*TEXT PASSAGE*

PLSQL Tutorial - 
The 7 Worst Crimes Committed In Oracle PL/SQL 

In this PLSQL tutorial we're going to look at 7 common coding crimes - i.e. the things you shouldn't do if you want your PL/SQL code to be fast, efficient and easy to maintain. We're also going to see examples of good coding without which this PLSQL tutorial wouldn't be complete. 

1. Using PL/SQL when pure SQL would be faster

Have you ever seen this sort of thing in PL/SQL?

FOR rec IN (SELECT id FROM employee) LOOP

     UPDATE employee 
     SET salary=salary*1.1
     WHERE employee.id=rec.id;

END LOOP;

This sort of sloppy coding gives all developers a bad name and is rightly top of the list of crimes in our PLSQL tutorial.

Let's disect what's wrong with it. Firstly, the context switching between SQL and PL/SQL is likely to make it very slow. Secondly, the table is being updated one row at a time which means many more update statements have to be executed - again likely to make it very slow - and thirdly, it's just completely unnecessary.

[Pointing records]

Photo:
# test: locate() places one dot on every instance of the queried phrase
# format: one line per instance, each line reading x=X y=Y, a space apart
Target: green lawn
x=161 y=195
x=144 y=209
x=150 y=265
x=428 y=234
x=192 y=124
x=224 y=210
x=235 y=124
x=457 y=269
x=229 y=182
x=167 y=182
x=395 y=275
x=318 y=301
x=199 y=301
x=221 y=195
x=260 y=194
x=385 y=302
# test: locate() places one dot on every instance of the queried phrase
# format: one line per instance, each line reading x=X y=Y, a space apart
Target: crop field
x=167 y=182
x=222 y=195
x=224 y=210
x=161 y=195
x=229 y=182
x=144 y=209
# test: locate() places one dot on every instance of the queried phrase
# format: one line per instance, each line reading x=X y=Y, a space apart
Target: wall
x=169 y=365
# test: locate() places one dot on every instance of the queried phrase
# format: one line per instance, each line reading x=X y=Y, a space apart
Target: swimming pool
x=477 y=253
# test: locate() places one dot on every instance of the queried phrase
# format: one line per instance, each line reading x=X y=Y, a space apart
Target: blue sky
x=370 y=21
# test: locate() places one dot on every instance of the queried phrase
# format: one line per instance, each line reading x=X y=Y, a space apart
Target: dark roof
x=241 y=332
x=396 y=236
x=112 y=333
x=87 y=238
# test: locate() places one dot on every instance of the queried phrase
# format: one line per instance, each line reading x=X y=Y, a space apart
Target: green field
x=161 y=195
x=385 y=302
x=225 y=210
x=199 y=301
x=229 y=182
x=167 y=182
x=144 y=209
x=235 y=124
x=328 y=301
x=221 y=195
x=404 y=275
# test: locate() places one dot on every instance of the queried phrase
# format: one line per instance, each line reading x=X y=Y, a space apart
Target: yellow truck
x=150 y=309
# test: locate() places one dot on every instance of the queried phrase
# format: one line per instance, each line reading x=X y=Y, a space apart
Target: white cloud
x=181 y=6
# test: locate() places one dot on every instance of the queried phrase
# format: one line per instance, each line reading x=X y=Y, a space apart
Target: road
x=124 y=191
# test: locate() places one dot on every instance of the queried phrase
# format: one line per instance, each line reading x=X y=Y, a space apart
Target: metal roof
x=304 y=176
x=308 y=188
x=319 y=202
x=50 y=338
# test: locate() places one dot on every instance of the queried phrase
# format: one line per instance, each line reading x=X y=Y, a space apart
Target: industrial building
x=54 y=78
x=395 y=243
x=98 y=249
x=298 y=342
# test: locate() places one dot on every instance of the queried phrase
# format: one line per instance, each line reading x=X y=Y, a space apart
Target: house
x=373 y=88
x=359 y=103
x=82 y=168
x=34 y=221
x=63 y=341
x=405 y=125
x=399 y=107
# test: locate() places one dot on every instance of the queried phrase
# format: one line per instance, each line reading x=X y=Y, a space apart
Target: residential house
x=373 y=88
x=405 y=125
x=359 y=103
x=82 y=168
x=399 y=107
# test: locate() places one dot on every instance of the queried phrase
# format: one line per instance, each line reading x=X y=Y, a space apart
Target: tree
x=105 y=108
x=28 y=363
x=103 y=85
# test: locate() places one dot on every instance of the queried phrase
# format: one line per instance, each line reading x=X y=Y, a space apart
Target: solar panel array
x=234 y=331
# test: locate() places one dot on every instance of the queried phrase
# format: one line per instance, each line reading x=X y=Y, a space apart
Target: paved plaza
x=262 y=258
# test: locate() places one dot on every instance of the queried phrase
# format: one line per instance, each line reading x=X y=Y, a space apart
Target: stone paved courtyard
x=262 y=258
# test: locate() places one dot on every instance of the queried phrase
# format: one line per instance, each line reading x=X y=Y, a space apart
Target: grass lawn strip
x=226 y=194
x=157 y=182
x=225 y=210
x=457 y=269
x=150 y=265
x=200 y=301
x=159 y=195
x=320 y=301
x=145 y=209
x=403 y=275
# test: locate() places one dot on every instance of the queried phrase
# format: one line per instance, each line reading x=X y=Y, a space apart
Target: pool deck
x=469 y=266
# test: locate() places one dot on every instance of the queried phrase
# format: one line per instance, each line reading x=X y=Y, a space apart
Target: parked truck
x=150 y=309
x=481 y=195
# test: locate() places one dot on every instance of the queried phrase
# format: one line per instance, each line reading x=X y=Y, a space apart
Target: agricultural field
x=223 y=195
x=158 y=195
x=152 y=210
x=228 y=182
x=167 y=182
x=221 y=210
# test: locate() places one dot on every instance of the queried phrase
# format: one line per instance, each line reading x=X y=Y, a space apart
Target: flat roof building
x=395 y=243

*WHAT IS ASKED*
- A) Sum up the PL/SQL tutorial in two sentences.
- B) Extend the PL/SQL tutorial, picking up right after its last sentence.

*RESULTS*
- A) The tutorial sets out seven common coding crimes that keep PL/SQL code from being fast, efficient and easy to maintain, and it also gives examples of good coding. The first crime is using PL/SQL when pure SQL would be faster, shown by a loop that updates employee salaries one row at a time, which is likely to be very slow because of context switching between SQL and PL/SQL and the many extra update statements, and which is completely unnecessary.

- B)
A much faster method of doing this both in terms of execution speed and time to write the code is as a SQL statement like this:-

UPDATE employee SET salary=salary*1.1


You don't need PL/SQL at all for this!

2. Nested PL/SQL Cursor FOR LOOPs

Crime #2 in our PLSQL tutorial of the 7 worst crimes is another common one. In this case the crime is the nesting of cursor FOR LOOPs and using the outer cursors only to drive the inner cursor.

For example:

FOR dep_rec IN (SELECT id FROM department) LOOP

FOR emp_rec IN (SELECT id FROM employee WHERE dept_id=dep_rec.id) LOOP

       <do something with employee record>

   END LOOP;

END LOOP;

In this case the two cursors should be combined into one. Look out for this in anything that runs slowly. Fixing this could reduce run time by hours.

3. Monolithic PL/SQL blocks

This is crime #3 in our PLSQL tutorial.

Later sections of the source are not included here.